= REQUIRED TASK =
Please render the records as a numbered list, starting at the line that contains "Exercise. Point to the sky in" and ending at the last line of the records, with blank lines left out.

-=-=-=-=-

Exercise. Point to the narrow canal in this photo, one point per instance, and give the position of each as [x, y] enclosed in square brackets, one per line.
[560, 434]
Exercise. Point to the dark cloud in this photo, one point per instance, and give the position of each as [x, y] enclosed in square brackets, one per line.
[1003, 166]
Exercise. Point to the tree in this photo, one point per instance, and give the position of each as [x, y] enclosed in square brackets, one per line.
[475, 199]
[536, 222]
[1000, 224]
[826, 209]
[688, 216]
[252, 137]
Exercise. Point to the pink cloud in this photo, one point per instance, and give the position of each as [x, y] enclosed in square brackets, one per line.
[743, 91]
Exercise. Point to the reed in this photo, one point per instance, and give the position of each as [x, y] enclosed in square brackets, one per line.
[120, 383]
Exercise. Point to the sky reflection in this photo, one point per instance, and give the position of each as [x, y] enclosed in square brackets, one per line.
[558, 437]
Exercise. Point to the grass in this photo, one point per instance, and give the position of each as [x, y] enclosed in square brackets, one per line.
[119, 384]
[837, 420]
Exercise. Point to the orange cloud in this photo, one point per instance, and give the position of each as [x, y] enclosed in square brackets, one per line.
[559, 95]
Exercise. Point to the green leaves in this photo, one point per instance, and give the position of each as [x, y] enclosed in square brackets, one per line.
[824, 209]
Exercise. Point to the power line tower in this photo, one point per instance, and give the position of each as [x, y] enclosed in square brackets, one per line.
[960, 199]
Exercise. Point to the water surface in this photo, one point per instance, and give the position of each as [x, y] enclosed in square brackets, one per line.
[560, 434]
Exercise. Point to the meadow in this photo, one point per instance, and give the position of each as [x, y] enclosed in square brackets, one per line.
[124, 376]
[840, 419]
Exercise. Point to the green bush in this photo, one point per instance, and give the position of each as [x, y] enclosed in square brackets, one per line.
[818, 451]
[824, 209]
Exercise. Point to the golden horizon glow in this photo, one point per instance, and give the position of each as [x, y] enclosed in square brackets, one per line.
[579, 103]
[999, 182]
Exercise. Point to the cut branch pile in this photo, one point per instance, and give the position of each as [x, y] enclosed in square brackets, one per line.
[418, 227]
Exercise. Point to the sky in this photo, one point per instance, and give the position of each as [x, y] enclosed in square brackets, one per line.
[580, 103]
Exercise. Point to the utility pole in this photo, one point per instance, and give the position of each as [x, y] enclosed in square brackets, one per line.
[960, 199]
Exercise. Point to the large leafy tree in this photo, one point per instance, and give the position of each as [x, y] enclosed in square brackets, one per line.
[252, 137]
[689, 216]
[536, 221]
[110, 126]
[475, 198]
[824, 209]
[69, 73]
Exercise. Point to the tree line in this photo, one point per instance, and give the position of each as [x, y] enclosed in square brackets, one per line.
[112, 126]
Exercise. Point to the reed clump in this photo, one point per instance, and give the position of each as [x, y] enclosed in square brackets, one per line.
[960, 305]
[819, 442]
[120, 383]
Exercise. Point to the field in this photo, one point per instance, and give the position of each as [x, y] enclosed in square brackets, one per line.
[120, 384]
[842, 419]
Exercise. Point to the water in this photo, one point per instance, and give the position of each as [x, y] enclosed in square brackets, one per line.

-=-=-=-=-

= TASK ANSWER =
1. Exercise. Point to the sky in this photo, one point per instance, and give the position of each as [x, y] enclosed in square brackets, one per line.
2. [580, 103]
3. Exercise. Point to the utility pole in this photo, one point per instance, and give the position of each as [x, y] enclosed in square brackets, one per line.
4. [960, 199]
5. Exercise. Point to the large leafy tree in this photo, one point per instance, and give the position of each as [x, y] enclosed in square brackets, one per line.
6. [252, 137]
7. [689, 216]
8. [536, 221]
9. [110, 126]
10. [475, 198]
11. [824, 209]
12. [69, 73]
13. Exercise. Point to the tree line in this photo, one point per instance, and give the position of each as [x, y] enclosed in square brackets, one per line.
14. [112, 126]
15. Exercise. Point to the reed clump in this photo, one point per instance, and give the position of each as [x, y] enclosed in square brackets, one per line.
16. [960, 305]
17. [819, 442]
18. [120, 383]
19. Exercise. Point to the field in this photo, one point per instance, and give the position of each as [x, y] enclosed in square brackets, one per line.
20. [120, 384]
21. [842, 419]
22. Exercise. Point to the water in this photo, one point per instance, and give the position of each as [x, y] enclosed in square brackets, one per line.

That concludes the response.